◆ GIVEN TASK ◆
Rewrite the passage on life tables from "- Multi-state life" to "their own systems.", changing "Sullivan method" to "Sullivan approach".

◆ SOURCE DOCUMENT ◆
--*--
The life table observes the mortality experience of a single generation, consisting of 100,000 births, at every age number they can live through.

Life tables are usually constructed separately for men and for women because of their substantially different mortality rates. Other characteristics can also be used to distinguish different risks, such as smoking status, occupation, and socioeconomic class.

Life tables can be extended to include other information in addition to mortality, for instance health information to calculate health expectancy. Health expectancies such as disability-adjusted life year and Healthy Life Years are the remaining number of years a person can expect to live in a specific health state, such as free of disability. Two types of life tables are used to divide the life expectancy into life spent in various states:

- Multi-state life tables (also known as increment-decrements life tables) are based on transition rates in and out of the different states and to death
- Prevalence-based life tables (also known as the Sullivan method) are based on external information on the proportion in each state. Life tables can also be extended to show life expectancies in different labor force states or marital status states.

Life tables that relate to maternal deaths and infant moralities are important, as they help form family planning programs that work with particular populations. They also help compare a country's average life expectancy with other countries. Comparing life expectancy globally helps countries understand why one country's life expectancy is rising substantially by looking at each other's healthcare, and adopting ideas to their own systems.

==Insurance applications==

In order to price insurance products, and ensure the solvency of insurance companies through adequate reserves, actuaries must develop projections of future insured events (such as death, sickness, and disability). To do this, actuaries develop mathematical models of the rates and timing of the events. They do this by studying the incidence of these events in the recent past, and sometimes developing expectations of how these past events will change over time (for example, whether the progressive reductions in mortality rates in the past will continue) and deriving expected rates of such events in the future, usually based on the age or other relevant characteristics of the population. An actuary's job is to form a comparison between people at risk of death and people who actually died to come up with a probability of death for a person at each age number, defined as qx in an equation. When analyzing a population, one of the main sources used to gather the required information is insurance by obtaining individual records that belong to a specific population. These are called mortality tables if they show death rates, and morbidity tables if they show various types of sickness or disability rates.

The availability of computers and the proliferation of data gathering about individuals has made possible calculations that are more voluminous and intensive than those used in the past (i.e. they crunch more numbers) and it is more common to attempt to provide different tables for different uses, and to factor in a range of non-traditional behaviors (e.g. gambling, debt load) into specialized calculations utilized by some institutions for evaluating risk. This is particularly the case in non-life insurance (e.g. the pricing of motor insurance can allow for a large number of risk factors, which requires a correspondingly complex table of expected claim rates). However the expression "life table" normally refers to human survival rates and is not relevant to non-life insurance.
--*--
◆ DATA ◆

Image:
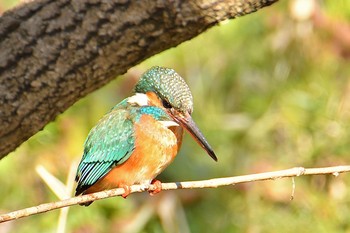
--*--
◆ SOLVED EXERCISE ◆
- Multi-state life tables (also known as increment-decrements life tables) are based on transition rates in and out of the different states and to death
- Prevalence-based life tables (also known as the Sullivan approach) are based on external information on the proportion in each state. Life tables can also be extended to show life expectancies in different labor force states or marital status states.

Life tables that relate to maternal deaths and infant moralities are important, as they help form family planning programs that work with particular populations. They also help compare a country's average life expectancy with other countries. Comparing life expectancy globally helps countries understand why one country's life expectancy is rising substantially by looking at each other's healthcare, and adopting ideas to their own systems.